- SELECTED EXTRACT:
┌──
This is a very large group to guard this one man. This is about the same number that would go to guard a king. This captain was going to make sure no one would kill Paul on the way. Seventy horsemen went with them. They left at 9 p.m.

Acts 23:24 "And provide [them] beasts, that they may set Paul on, and bring [him] safe unto Felix the governor."

“The governor” (Greek hegemona), technically refers to Felix’s office as Roman procurator. Third-rate provinces received men from the equestrian order rather than men of nobility. By contrast, the proconsuls were noblemen. (See the note on 13:7).

Other procurators who governed Judea were Pontius Pilate and Festus, though technically in Judea procurators were called prefects before A.D. 44.

Felix means happy. Felix was a Roman procurator. Felix had been a slave, but was freed by Claudius Caesar and was elevated to governor in Judea.

Acts 23:25-26 "And he wrote a letter after this manner:" "Claudius Lysias unto the most excellent governor Felix [sendeth] greeting."

“Governor Felix” (see note on 24:3).

Up until this point, we have just heard him spoken of as captain. Now we are told that the captain's name was Claudius Lysias.

Acts 23:27 "This man was taken of the Jews, and should have been killed of them: then came I with an army, and rescued him, having understood that he was a Roman.

“Having understood that he was a Roman”: Actually, Lysias did not find this out until after he arrested Paul (22:2-26). Lysias sought to portray himself in the best possible light before the governor. For that reason, he also neglected to mention his order to have Paul scourged (22:24), and his mistaken assumption that he was the notorious Egyptian assassin (21:38).

Notice that the commander alters the facts. The truth is that he learned of Paul’s “Roman” citizenship later when he was about to scourge him (22:24-26).

This captain is just sure that it will put him in good favor that he saved a Roman citizen from being killed by a mob of Jews.

Acts 23:28 "And when I would have known the cause wherefore they accused him, I brought him forth into their council:"

We really see the divine providence of God in all of this. God caused this captain really, to get Paul out of danger. The captain said they wanted to kill him, because of a technicality in their Jewish law.

Acts 23:29 "Whom I perceived to be accused of questions of their law, but to have nothing laid to his charge worthy of death or of bonds."
└──
- MATERIAL SHOWN:
┌──
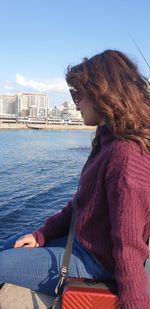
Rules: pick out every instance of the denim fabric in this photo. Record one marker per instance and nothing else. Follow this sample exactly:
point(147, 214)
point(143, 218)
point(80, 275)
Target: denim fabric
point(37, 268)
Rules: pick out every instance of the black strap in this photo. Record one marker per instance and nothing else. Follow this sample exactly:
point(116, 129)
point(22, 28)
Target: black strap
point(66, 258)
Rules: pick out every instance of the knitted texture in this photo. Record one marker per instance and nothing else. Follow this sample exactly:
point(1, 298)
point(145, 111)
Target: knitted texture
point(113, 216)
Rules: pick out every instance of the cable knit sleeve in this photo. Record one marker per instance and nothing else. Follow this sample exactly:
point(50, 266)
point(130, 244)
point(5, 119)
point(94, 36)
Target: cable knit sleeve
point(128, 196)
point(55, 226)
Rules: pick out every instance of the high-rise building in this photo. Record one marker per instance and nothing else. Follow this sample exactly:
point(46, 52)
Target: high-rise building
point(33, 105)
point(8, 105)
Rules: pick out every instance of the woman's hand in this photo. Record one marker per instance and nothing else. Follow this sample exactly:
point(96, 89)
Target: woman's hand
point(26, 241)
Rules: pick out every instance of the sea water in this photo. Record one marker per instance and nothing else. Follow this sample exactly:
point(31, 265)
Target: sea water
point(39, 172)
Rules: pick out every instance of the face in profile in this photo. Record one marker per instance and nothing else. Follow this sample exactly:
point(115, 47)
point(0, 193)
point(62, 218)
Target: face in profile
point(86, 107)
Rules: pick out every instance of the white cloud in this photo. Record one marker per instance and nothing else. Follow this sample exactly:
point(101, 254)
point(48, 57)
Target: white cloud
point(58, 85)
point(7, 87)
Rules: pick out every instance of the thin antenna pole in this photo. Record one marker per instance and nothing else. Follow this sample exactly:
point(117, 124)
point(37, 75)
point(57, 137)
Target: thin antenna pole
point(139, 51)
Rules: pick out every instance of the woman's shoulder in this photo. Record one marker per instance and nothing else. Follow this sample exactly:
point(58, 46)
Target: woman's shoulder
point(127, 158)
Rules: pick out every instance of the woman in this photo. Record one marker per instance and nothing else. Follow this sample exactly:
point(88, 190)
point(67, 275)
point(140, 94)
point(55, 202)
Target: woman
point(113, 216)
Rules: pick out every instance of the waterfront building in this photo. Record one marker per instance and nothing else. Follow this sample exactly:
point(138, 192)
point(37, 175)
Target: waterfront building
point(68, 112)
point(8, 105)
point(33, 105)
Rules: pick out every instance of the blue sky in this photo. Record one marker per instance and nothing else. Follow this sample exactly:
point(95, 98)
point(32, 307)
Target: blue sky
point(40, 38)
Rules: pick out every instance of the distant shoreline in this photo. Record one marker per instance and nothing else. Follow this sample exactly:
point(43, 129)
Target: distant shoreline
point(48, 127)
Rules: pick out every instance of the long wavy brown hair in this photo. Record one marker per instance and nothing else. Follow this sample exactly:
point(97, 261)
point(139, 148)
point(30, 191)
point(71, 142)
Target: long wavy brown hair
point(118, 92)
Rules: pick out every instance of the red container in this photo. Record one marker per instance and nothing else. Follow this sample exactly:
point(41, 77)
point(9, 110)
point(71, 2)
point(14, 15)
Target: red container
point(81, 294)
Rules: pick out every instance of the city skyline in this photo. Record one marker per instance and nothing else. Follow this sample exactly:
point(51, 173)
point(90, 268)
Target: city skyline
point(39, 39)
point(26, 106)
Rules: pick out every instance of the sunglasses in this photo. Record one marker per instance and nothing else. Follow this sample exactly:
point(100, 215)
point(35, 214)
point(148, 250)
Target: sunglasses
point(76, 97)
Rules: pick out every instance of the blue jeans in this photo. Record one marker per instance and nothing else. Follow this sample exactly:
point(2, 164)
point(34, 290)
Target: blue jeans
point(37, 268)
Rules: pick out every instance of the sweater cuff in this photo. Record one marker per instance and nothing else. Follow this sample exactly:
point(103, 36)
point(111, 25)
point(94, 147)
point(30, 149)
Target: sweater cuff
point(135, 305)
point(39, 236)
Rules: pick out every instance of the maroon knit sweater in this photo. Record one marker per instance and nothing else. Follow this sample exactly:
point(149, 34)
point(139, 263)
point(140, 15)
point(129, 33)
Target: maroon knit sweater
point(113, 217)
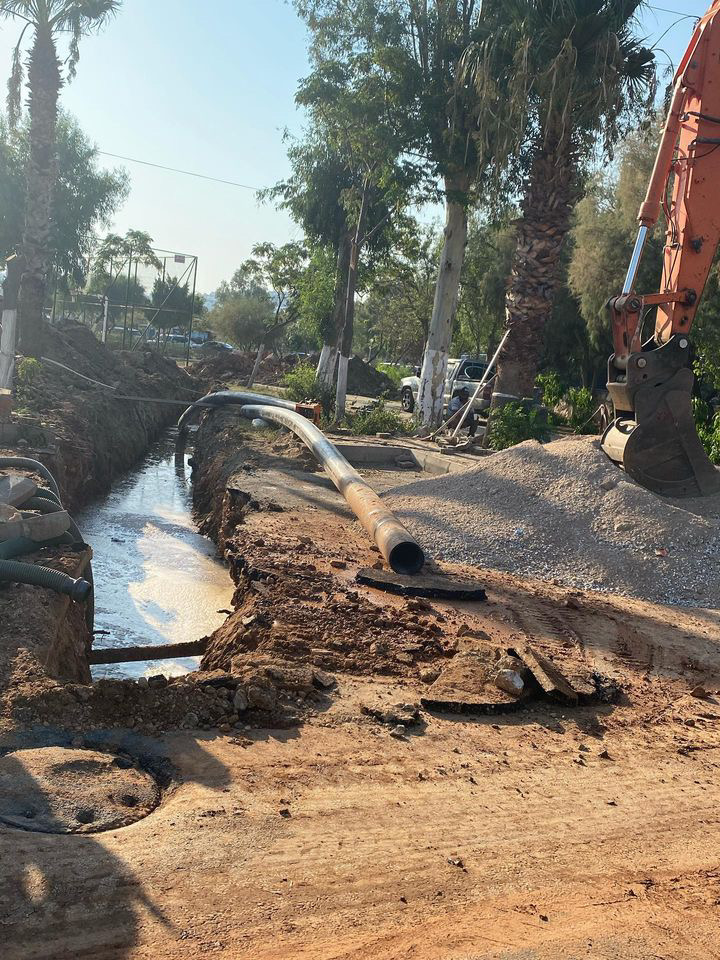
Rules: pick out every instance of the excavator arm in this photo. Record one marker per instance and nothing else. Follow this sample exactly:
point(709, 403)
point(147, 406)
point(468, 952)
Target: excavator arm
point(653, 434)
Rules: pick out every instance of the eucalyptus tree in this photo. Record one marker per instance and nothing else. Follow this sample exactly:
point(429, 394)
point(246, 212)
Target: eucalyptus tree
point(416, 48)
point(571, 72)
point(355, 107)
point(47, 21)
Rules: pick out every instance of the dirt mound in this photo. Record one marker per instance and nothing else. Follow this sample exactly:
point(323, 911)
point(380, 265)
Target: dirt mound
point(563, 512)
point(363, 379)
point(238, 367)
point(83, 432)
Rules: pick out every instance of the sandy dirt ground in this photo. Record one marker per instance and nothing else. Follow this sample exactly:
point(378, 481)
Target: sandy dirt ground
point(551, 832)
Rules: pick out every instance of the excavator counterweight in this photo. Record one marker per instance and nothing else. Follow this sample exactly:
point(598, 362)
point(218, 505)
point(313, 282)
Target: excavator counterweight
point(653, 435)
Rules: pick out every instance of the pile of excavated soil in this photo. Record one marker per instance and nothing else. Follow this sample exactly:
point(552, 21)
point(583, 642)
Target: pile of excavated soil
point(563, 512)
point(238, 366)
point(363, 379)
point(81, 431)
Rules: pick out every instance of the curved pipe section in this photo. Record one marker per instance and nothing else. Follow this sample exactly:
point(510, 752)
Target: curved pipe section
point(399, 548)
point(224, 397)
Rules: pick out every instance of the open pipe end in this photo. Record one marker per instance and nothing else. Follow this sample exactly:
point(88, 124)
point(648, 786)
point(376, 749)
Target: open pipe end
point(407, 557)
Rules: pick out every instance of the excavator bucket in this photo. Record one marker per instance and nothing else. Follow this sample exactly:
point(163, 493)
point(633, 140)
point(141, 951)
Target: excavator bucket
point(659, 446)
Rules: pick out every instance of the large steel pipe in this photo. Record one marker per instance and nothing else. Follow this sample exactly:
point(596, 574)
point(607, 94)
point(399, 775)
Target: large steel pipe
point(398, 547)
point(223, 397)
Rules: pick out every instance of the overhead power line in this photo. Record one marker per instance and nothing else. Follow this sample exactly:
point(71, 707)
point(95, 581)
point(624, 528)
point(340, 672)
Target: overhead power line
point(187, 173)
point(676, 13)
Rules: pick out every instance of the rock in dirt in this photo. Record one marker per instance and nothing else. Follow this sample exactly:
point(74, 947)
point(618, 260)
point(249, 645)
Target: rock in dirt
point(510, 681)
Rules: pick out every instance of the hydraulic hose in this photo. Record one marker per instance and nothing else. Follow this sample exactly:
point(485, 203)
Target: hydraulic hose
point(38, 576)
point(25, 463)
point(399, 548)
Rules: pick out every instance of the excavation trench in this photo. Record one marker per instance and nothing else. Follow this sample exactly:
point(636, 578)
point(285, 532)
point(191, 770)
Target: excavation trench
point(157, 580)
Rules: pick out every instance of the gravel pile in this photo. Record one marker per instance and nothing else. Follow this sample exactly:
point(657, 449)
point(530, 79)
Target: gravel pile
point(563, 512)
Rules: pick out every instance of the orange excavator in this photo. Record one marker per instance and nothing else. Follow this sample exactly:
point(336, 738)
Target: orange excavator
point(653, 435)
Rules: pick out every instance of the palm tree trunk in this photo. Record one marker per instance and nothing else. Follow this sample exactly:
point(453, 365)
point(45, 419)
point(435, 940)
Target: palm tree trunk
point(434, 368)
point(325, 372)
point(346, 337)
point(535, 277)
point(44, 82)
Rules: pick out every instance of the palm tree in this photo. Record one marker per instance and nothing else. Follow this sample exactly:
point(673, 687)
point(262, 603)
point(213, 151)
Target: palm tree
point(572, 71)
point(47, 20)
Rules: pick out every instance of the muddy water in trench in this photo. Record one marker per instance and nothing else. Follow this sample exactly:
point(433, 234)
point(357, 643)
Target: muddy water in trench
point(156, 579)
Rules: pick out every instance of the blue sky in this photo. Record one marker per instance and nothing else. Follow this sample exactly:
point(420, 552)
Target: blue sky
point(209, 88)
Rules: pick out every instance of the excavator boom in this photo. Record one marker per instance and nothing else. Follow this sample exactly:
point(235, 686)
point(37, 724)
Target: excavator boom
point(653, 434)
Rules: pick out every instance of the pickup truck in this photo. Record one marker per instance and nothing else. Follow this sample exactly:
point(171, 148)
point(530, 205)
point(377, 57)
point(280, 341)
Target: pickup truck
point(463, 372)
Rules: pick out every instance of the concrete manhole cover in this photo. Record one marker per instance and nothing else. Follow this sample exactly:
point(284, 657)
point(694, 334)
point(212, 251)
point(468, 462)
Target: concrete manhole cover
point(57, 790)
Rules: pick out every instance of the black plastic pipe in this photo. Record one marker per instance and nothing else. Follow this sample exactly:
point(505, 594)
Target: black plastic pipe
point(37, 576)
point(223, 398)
└──
- WORK INSTRUCTIONS:
(A) Please reproduce, word for word, the lines of the entries starting with the line with "Rules: pick out every instance of the sweater" and going on through the line with "point(39, 236)".
(B) Carry on the commentary on Acts 23 from the point where it stops.

- EXPECTED OUTPUTS:
(A)
Rules: pick out every instance of the sweater cuff in this photo. Record one marker per instance and nothing else. Follow this sample exactly:
point(103, 36)
point(111, 25)
point(94, 147)
point(30, 149)
Target: sweater cuff
point(135, 305)
point(39, 236)

(B)
“Questions of their law”: Lysias’ failure to mention any crimes against Roman law was tantamount to declaring Paul innocent.

He also says, that Paul has not done anything to warrant punishment.

Acts 23:30 "And when it was told me how that the Jews laid wait for the man, I sent straightway to thee, and gave commandment to his accusers also to say before thee what [they had] against him. Farewell."

“To say before thee what they had against him”: The plot against Paul’s life rendered any further hearings at Jerusalem unsafe, thus requiring Lysias to burden Felix with the case.

Part of this was not true, when the captain sent Paul away by night unknown to the Jews. The captain waited until after Paul was safe, before he tells them that they will have to bring their complaints to Felix. This letter was explaining why he sent Paul to Felix.

Acts 23:31 "Then the soldiers, as it was commanded them, took Paul, and brought [him] by night to Antipatris."

“Antipatris”: A Roman military post about 40 miles from Jerusalem. Travelers from Jerusalem to Caesarea often rested there. To get there from Jerusalem in one night (verse 32), would have been an exhausting forced march for the foot soldiers.

Antipatris was thirty-eight miles away from Jerusalem. Paul was sent by night to keep from arousing these forty men who were sworn to kill him.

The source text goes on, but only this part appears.